The whole of the data, every line, should come back exactly the same.

Input for this task below:

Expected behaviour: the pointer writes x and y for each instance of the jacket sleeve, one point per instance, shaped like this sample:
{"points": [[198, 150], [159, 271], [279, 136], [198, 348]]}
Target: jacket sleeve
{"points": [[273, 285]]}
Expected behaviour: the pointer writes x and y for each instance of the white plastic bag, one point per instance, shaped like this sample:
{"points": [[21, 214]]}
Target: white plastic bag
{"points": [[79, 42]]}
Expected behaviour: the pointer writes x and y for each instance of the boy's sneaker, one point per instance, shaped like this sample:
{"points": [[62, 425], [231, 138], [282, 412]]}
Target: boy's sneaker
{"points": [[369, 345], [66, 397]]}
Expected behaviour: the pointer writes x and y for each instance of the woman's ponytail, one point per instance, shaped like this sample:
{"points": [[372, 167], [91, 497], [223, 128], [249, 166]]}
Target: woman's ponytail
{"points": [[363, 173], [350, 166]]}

End of Input for this task.

Answer to the problem.
Expected behaviour: the pointer writes x and y for each instance of the jacket sleeve, one point per instance, shaped like this sample:
{"points": [[198, 150], [159, 271], [279, 136], [198, 348]]}
Target: jacket sleeve
{"points": [[273, 285]]}
Expected behaviour: the pointer writes x and y for each instance of the white plastic bag, one point per instance, shaped like this sample:
{"points": [[21, 214]]}
Target: white plastic bag
{"points": [[79, 42]]}
Expected behaviour: the pointer writes x and y for each instance of the boy's sneaker, one point per instance, shaped like this sample:
{"points": [[62, 425], [231, 138], [282, 412]]}
Target: boy's sneaker
{"points": [[369, 345], [66, 397]]}
Expected behaviour: the pointer writes x and y for each instance of the woman's ponytail, one point per instance, shaped like this sample:
{"points": [[372, 167], [91, 497], [223, 128], [249, 166]]}
Target: woman's ponytail
{"points": [[363, 173], [350, 166]]}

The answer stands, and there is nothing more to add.